STATED EXERCISE A:
Answer these questions from the passage:
(i) To which class should further variables be added?
(ii) In which file do you have to add a line?
(iii) What uses the vector values?
STATED EXERCISE B: Output everything in the passage from "double angleHadQQBar() const" down to "from the MVATrainer.", with no changes.

PASSAGE:
If you want to use further variables just add them to the TtSemiLepJetComb class, e.g.:

class TtSemiLepJetComb {
// common calculator class for likelihood
// variables in semi leptonic ttbar decays
public:

  TtSemiLepJetComb();
  TtSemiLepJetComb(const std::vector<pat::Jet>&, const std::vector<int>,
      const math::XYZTLorentzVector&, const math::XYZTLorentzVector&);
  TtSemiLepJetComb(const std::vector<pat::Jet>&, const std::vector<int>, const math::XYZTLorentzVector&);
  ~TtSemiLepJetComb();

  double angleHadQQBar() const { return ROOT::Math::VectorUtil::Angle(hadQJet, hadQBarJet) * TMath::RadToDeg(); }
  ...
 double deltaPhiMetLepB() const {return ROOT::Math::VectorUtil::DeltaPhi(neutrino,lepBJet);}  =

In TtSemiLepJetCombEval.h you have to add a line

 values.push_back( CMS.PhysicsTools::Variable::Value("deltaPhiMetLepB",jetComb.deltaPhiMetLepB() ) );

to the evaluateTtSemiLepJetComb method such that the variable is calculated and written to the vector values that is used from the MVATrainer.

RECORD SET:
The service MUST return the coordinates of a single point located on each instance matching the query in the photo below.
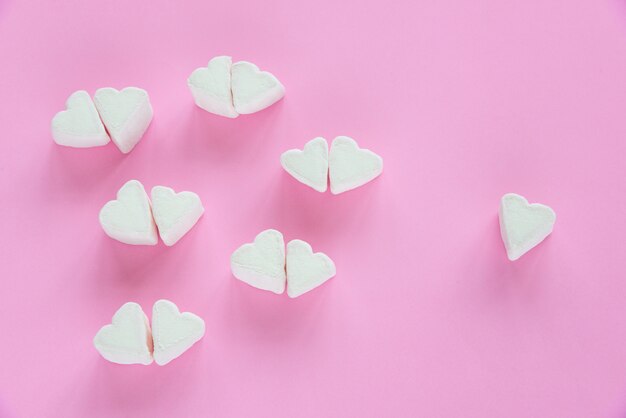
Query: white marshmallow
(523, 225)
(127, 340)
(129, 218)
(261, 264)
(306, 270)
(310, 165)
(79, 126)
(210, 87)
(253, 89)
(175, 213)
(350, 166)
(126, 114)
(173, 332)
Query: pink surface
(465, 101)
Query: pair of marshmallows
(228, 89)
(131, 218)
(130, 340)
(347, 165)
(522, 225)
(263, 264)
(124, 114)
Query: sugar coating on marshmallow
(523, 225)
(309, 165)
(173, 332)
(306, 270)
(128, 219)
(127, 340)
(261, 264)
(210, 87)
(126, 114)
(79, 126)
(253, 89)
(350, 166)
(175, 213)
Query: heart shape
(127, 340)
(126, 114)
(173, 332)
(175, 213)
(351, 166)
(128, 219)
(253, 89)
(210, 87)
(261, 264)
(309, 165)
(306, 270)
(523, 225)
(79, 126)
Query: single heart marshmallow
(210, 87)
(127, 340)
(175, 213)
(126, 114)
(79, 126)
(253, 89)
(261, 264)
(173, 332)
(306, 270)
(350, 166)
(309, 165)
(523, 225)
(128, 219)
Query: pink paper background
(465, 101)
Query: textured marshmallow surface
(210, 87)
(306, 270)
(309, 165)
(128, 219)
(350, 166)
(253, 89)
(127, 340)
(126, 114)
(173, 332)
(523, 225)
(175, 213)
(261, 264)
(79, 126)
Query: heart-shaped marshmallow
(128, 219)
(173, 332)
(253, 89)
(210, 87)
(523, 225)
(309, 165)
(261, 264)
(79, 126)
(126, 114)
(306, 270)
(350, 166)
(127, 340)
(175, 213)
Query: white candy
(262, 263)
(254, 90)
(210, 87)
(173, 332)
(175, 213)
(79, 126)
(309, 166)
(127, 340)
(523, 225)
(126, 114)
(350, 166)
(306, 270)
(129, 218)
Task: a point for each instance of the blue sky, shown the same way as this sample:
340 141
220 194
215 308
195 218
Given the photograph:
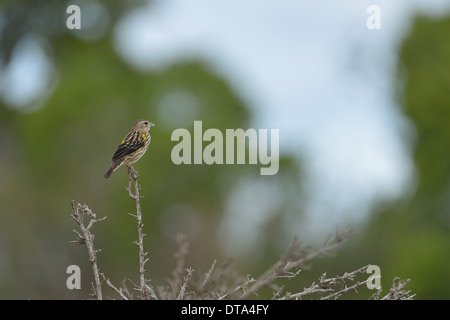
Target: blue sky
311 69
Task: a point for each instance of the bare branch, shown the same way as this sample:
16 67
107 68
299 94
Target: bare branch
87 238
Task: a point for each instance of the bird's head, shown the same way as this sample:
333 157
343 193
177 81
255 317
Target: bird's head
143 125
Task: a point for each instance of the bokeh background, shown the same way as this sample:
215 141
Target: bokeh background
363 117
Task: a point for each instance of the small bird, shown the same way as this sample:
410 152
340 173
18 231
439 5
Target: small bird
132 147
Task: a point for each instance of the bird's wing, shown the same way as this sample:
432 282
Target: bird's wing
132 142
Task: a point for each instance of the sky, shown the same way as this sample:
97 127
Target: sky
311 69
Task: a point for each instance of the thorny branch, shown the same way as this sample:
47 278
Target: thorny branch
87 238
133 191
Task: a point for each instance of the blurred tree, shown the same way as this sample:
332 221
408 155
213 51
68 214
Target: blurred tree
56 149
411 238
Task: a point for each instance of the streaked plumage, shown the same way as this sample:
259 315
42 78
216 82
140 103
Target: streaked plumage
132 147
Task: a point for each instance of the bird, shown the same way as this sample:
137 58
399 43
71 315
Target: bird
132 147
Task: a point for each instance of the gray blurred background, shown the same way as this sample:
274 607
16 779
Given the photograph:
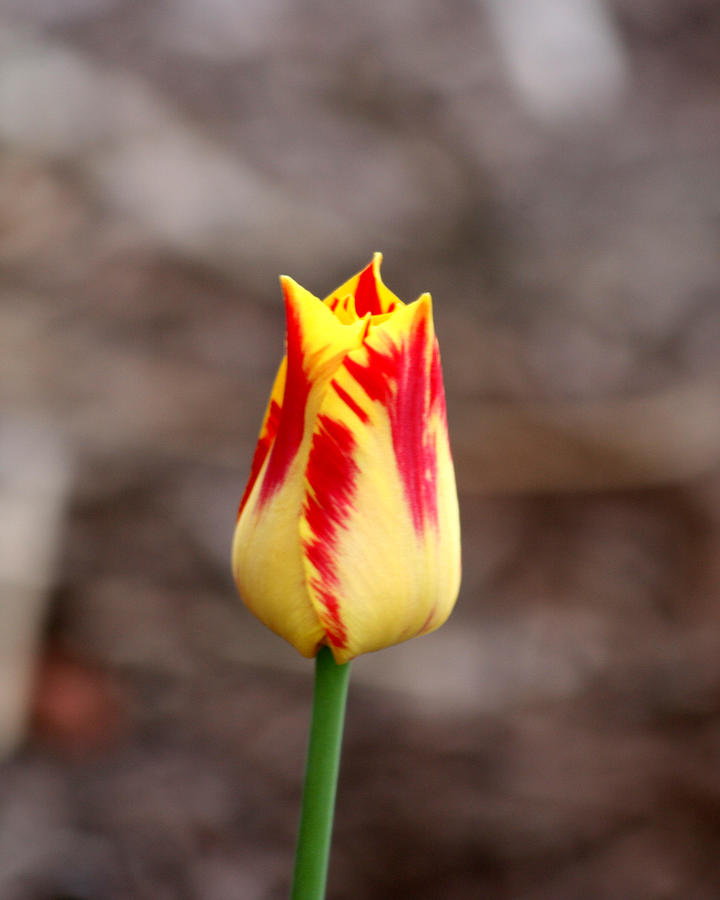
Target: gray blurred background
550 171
* * *
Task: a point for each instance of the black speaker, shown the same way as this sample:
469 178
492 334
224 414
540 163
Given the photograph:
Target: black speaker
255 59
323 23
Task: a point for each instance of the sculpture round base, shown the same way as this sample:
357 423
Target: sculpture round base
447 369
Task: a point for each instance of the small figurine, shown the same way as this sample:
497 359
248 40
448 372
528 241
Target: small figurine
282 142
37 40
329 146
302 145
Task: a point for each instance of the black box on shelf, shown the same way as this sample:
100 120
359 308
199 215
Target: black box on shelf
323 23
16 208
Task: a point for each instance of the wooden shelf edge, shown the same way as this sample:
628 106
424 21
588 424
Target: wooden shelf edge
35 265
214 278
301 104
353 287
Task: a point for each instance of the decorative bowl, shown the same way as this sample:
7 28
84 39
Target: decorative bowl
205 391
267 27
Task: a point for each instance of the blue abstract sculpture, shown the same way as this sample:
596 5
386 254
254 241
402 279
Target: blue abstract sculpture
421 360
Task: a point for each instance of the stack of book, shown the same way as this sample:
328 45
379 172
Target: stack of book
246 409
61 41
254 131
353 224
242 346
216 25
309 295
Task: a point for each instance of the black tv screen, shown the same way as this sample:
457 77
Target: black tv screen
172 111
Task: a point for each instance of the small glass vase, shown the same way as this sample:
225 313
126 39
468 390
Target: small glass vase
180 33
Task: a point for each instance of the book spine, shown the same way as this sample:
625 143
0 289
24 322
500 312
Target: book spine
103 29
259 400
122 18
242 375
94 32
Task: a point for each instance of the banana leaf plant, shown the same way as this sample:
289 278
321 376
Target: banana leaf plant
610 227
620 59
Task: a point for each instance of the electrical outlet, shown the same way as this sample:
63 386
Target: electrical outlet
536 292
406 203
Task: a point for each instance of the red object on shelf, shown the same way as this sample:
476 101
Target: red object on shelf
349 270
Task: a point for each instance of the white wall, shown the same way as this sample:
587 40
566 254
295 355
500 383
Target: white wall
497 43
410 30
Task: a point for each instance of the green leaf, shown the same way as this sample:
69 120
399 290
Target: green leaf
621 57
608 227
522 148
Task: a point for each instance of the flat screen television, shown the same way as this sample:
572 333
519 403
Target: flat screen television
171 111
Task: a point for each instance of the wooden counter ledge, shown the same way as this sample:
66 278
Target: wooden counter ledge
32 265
---
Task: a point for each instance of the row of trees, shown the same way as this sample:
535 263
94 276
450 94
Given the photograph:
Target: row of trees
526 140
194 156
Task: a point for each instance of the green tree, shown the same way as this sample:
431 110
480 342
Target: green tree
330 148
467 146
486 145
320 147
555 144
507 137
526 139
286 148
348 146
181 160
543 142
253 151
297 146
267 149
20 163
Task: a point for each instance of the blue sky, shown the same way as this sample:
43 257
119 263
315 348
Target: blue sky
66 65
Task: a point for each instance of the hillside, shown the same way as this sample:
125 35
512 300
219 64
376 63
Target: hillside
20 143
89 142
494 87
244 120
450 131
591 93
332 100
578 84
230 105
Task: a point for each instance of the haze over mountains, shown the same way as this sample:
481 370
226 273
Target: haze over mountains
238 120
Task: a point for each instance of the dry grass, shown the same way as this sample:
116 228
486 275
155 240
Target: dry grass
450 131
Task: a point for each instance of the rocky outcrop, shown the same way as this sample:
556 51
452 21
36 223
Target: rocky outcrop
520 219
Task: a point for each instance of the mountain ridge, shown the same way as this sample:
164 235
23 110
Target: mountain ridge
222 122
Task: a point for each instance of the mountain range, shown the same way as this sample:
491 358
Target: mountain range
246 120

WORKED ANSWER A:
(i) TtSemiLepJetComb
(ii) TtSemiLepJetCombEval.h
(iii) The MVATrainer

WORKED ANSWER B:
double angleHadQQBar() const { return ROOT::Math::VectorUtil::Angle(hadQJet, hadQBarJet) * TMath::RadToDeg(); }
  ...
 double deltaPhiMetLepB() const {return ROOT::Math::VectorUtil::DeltaPhi(neutrino,lepBJet);}  =

In TtSemiLepJetCombEval.h you have to add a line

 values.push_back( CMS.PhysicsTools::Variable::Value("deltaPhiMetLepB",jetComb.deltaPhiMetLepB() ) );

to the evaluateTtSemiLepJetComb method such that the variable is calculated and written to the vector values that is used from the MVATrainer.